- **Task requirements**: The reply has to contain each record exactly as written.

- **Extracted entries**:
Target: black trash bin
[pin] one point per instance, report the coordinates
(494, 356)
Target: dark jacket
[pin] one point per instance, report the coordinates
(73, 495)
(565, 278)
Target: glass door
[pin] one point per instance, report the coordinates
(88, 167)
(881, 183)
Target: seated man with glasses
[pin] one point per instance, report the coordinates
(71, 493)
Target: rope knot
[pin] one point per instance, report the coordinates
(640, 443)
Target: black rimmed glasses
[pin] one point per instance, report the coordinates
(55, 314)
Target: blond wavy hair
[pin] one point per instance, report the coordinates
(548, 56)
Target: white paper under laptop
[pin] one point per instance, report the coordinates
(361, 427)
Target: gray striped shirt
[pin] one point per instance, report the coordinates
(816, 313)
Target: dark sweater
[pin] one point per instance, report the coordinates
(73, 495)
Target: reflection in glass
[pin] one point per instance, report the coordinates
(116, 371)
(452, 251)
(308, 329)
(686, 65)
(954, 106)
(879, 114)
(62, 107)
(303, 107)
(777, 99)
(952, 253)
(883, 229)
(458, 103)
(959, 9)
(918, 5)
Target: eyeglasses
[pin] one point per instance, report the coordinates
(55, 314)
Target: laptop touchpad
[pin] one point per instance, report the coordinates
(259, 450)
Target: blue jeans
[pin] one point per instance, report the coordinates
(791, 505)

- **Answer to this problem**:
Target: black trash bin
[pin] one point per instance, report the coordinates
(494, 356)
Target: dark jacket
[pin] one point per instance, report the coordinates
(73, 495)
(565, 278)
Target: glass door
[pin] one point per instance, report the coordinates
(88, 167)
(881, 183)
Target: seated man with glasses
[pin] one point per instance, report the coordinates
(71, 493)
Target: rope knot
[pin] one point per instance, report the coordinates
(640, 443)
Target: black rimmed glasses
[pin] one point per instance, report the coordinates
(55, 314)
Target: blond wavy hair
[pin] one point per instance, report the coordinates
(548, 56)
Target: white paper under laptop
[pin] one point per instance, report the coordinates
(361, 427)
Target: gray striped shirt
[pin] one point per instance, report the coordinates
(816, 313)
Target: dark sweater
[pin] one point per instance, report the coordinates
(73, 495)
Target: reflection in glass
[pin] one point per instance, report the coordinates
(116, 371)
(452, 251)
(308, 329)
(686, 65)
(954, 106)
(879, 114)
(62, 107)
(303, 107)
(777, 99)
(952, 253)
(883, 229)
(458, 103)
(959, 9)
(918, 5)
Target: eyeglasses
[pin] one point per instance, report the coordinates
(55, 314)
Target: laptop touchpad
[pin] one point per instance, report the coordinates
(259, 450)
Target: blue jeans
[pin] one point per instance, report the coordinates
(791, 505)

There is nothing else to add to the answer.